Give again, word for word, only the lines from the one containing "Annotation guideline v3.1 — Label: dark" through the final line.

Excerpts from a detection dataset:
########################################

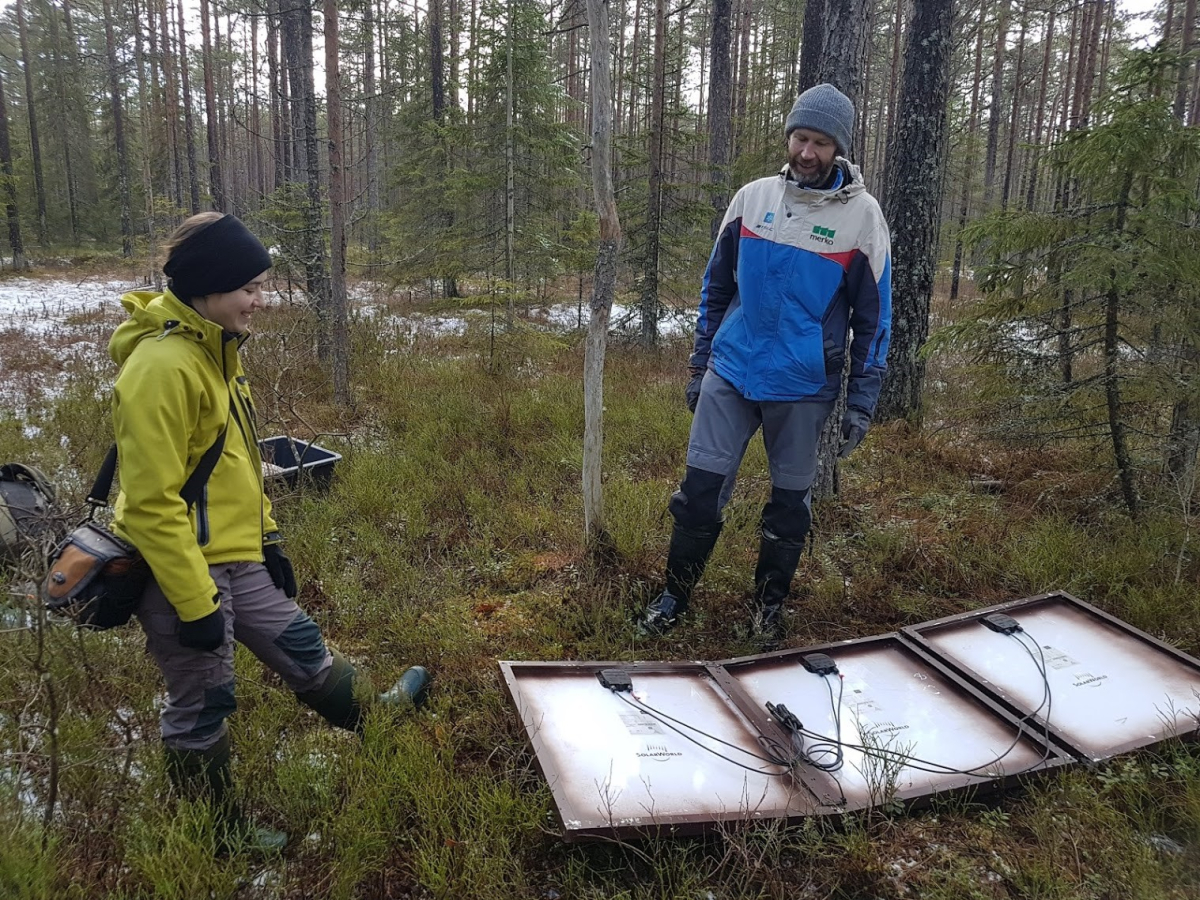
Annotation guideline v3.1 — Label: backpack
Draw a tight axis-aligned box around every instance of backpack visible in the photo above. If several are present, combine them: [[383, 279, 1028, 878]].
[[0, 462, 58, 562]]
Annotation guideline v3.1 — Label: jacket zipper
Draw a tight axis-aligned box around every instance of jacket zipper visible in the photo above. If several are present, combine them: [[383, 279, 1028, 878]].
[[196, 485, 209, 547]]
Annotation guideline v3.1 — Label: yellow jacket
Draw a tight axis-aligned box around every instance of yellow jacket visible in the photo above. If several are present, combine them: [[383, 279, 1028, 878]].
[[108, 290, 276, 622]]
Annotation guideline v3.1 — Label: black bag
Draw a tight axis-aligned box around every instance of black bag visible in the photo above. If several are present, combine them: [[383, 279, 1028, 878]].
[[42, 428, 226, 631], [0, 462, 62, 560]]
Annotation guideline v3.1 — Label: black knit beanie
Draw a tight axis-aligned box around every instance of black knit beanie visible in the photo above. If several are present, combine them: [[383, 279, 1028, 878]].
[[162, 216, 271, 305], [784, 84, 854, 156]]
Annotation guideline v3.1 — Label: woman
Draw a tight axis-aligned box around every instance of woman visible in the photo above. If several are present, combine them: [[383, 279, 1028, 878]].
[[109, 212, 428, 848]]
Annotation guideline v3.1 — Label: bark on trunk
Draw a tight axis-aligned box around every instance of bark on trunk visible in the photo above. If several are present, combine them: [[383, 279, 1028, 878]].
[[583, 0, 620, 553], [642, 0, 667, 347], [200, 0, 228, 212], [796, 0, 828, 95], [16, 0, 45, 245], [708, 0, 729, 240], [324, 0, 354, 409], [103, 0, 133, 259], [876, 0, 954, 420], [0, 69, 29, 271], [176, 0, 200, 215]]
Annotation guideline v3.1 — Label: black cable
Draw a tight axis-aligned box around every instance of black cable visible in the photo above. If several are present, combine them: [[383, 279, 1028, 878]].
[[768, 630, 1052, 778], [617, 694, 791, 775]]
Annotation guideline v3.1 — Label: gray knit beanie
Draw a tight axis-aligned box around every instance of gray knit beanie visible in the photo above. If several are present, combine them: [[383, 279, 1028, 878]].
[[784, 84, 854, 156]]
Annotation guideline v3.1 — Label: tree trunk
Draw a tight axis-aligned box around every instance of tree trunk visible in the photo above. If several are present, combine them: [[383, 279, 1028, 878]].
[[983, 0, 1012, 210], [950, 0, 988, 300], [427, 0, 444, 125], [16, 0, 45, 245], [280, 0, 317, 181], [1104, 172, 1141, 521], [812, 0, 870, 498], [266, 0, 284, 191], [1025, 7, 1056, 212], [708, 0, 734, 241], [796, 0, 828, 95], [504, 0, 516, 331], [1175, 0, 1196, 122], [583, 0, 620, 551], [325, 0, 354, 409], [876, 0, 954, 420], [642, 0, 667, 347], [176, 0, 200, 215], [1000, 10, 1030, 209], [817, 0, 871, 112], [280, 0, 335, 362], [0, 68, 29, 271], [157, 0, 184, 208], [102, 0, 133, 259], [133, 1, 162, 284], [47, 4, 79, 246], [729, 0, 754, 154], [362, 0, 382, 252], [200, 0, 228, 212]]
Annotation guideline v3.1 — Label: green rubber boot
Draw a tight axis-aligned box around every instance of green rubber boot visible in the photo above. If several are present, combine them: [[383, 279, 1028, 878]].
[[163, 733, 288, 856], [296, 650, 431, 734]]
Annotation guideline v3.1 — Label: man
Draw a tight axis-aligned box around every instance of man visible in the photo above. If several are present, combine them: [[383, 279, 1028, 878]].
[[638, 84, 892, 643]]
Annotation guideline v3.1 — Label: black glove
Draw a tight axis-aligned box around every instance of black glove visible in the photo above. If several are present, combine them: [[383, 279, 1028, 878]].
[[683, 366, 704, 413], [838, 407, 871, 460], [179, 598, 224, 652], [263, 544, 296, 600]]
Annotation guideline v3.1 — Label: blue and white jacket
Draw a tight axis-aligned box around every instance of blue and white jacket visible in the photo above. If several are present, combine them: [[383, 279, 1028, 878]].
[[691, 158, 892, 415]]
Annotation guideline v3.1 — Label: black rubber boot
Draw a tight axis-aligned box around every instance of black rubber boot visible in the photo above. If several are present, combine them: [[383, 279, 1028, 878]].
[[637, 522, 724, 637], [750, 529, 804, 647], [296, 650, 431, 733], [296, 650, 362, 732], [163, 733, 288, 854]]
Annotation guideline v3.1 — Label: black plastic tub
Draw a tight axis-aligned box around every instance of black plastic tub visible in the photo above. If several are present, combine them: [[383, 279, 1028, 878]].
[[258, 434, 342, 488]]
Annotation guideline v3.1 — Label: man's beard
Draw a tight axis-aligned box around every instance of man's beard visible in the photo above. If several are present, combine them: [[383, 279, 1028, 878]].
[[788, 154, 836, 187]]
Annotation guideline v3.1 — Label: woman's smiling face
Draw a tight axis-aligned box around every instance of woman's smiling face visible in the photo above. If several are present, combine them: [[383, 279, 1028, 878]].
[[193, 270, 270, 335]]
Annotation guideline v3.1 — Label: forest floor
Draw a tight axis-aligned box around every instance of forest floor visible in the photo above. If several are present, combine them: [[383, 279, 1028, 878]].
[[0, 276, 1200, 900]]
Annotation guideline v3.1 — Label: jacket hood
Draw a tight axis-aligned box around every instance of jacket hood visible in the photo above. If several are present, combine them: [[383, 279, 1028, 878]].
[[108, 290, 234, 366], [779, 156, 866, 203]]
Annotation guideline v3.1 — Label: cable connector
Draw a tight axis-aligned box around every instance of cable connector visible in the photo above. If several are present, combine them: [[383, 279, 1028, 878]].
[[800, 653, 838, 676], [979, 612, 1021, 635], [596, 668, 634, 694], [767, 701, 804, 734]]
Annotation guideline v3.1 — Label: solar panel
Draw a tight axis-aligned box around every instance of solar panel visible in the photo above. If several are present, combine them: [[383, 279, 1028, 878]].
[[721, 635, 1068, 809], [500, 593, 1200, 840], [500, 661, 814, 839], [905, 592, 1200, 762]]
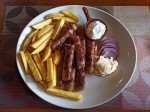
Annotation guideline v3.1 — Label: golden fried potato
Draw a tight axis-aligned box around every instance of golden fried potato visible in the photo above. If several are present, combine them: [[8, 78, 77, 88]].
[[37, 25, 54, 38], [30, 29, 54, 49], [46, 88, 83, 101], [61, 10, 79, 22], [32, 19, 52, 29], [52, 19, 65, 39], [25, 51, 42, 81], [52, 17, 77, 23], [31, 38, 51, 54], [42, 46, 52, 62], [45, 13, 64, 19], [39, 80, 49, 88], [22, 30, 38, 52]]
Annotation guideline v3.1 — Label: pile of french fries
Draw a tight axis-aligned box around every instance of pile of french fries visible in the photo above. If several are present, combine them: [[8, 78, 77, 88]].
[[20, 10, 82, 100]]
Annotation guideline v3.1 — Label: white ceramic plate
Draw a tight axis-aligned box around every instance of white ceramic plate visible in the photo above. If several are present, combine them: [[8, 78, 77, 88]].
[[16, 5, 136, 109]]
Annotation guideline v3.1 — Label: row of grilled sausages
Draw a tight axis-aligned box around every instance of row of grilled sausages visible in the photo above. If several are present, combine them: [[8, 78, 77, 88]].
[[52, 23, 95, 91]]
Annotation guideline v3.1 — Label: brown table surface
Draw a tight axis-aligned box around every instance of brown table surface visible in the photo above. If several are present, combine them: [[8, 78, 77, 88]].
[[0, 0, 150, 112]]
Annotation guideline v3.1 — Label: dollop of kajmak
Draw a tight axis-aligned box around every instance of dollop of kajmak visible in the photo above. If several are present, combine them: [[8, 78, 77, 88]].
[[87, 21, 106, 40], [95, 56, 118, 76]]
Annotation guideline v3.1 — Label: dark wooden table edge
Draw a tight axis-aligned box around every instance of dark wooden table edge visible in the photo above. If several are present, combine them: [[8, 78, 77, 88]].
[[0, 109, 148, 112], [0, 3, 150, 112]]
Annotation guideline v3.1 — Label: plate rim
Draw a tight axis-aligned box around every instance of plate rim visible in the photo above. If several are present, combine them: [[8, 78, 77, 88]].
[[15, 5, 137, 109]]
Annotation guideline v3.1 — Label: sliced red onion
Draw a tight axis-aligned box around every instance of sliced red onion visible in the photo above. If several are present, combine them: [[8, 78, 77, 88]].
[[101, 51, 117, 60]]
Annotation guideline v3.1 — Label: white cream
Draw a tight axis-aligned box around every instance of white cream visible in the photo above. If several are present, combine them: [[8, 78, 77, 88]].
[[95, 56, 118, 76], [87, 21, 106, 40]]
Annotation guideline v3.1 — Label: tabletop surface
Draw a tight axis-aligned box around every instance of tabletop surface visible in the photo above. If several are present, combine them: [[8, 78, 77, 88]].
[[0, 0, 150, 111]]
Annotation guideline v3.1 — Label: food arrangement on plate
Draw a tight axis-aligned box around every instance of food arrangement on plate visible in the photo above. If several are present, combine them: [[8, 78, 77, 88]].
[[20, 7, 119, 100]]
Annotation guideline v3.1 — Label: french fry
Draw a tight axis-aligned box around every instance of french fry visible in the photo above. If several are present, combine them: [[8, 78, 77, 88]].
[[32, 19, 52, 29], [53, 50, 61, 65], [52, 63, 57, 87], [20, 51, 29, 74], [42, 46, 52, 62], [45, 13, 64, 19], [52, 19, 65, 39], [37, 25, 54, 38], [46, 88, 83, 101], [30, 29, 54, 49], [60, 10, 79, 22], [22, 30, 38, 52], [52, 17, 77, 23], [25, 51, 42, 81], [31, 38, 51, 54], [33, 53, 47, 80], [31, 34, 37, 42], [39, 80, 49, 88]]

########################################

RESULT —
Annotation guideline v3.1 — Label: dark wooden table edge
Draw a tight axis-aligned box around every instance of dark wooden table edge visible in the photo above. If several are present, combine them: [[8, 78, 77, 88]].
[[0, 109, 148, 112], [0, 3, 150, 112]]
Annotation guideline v3.1 — Label: plate rim
Draw a tight axis-aligned box around every instance of plate rim visible in the photo above. If several are present, combine them: [[8, 78, 77, 88]].
[[15, 5, 137, 109]]
Annotation guideline v3.1 — Label: sliced red onion
Draw a tight axis-aligned box around every instance of sliced red onion visible in the photo above. If several are present, combine them: [[8, 78, 77, 88]].
[[101, 51, 117, 60]]
Annotation guideline v3.1 — Label: white cream
Draw a tight axis-aligned box around every instance of white cream visible in the photo above. If several are present, combine them: [[8, 78, 77, 88]].
[[95, 56, 118, 76], [87, 21, 106, 40]]
Annotation guideline v3.1 — Label: tabletop surface
Draw a tight axis-aligned box around every instance of tabletop surface visible in the photo above. If several are present, combine them: [[8, 78, 77, 88]].
[[0, 0, 150, 111]]
Annotation guideline v3.1 — Label: food arrangement on plate
Draw a tight axis-aligned box around every instance of food arrangement on plate visible in the photo above. If several are present, combine them: [[8, 78, 77, 88]].
[[20, 7, 119, 100]]
Annotation guideline v3.1 — Label: french fry
Draw a tight axis-aligned box around every instance of french fry visible in the photo above. If several are present, combine them: [[8, 78, 77, 88]].
[[32, 19, 52, 29], [53, 50, 61, 65], [52, 63, 57, 87], [20, 51, 29, 74], [42, 46, 52, 62], [45, 13, 64, 19], [52, 19, 65, 39], [37, 25, 54, 38], [46, 88, 83, 101], [30, 29, 54, 49], [60, 10, 79, 22], [22, 30, 38, 52], [52, 17, 77, 23], [25, 51, 42, 81], [31, 38, 51, 54], [33, 53, 47, 80], [31, 34, 37, 42], [39, 80, 49, 88]]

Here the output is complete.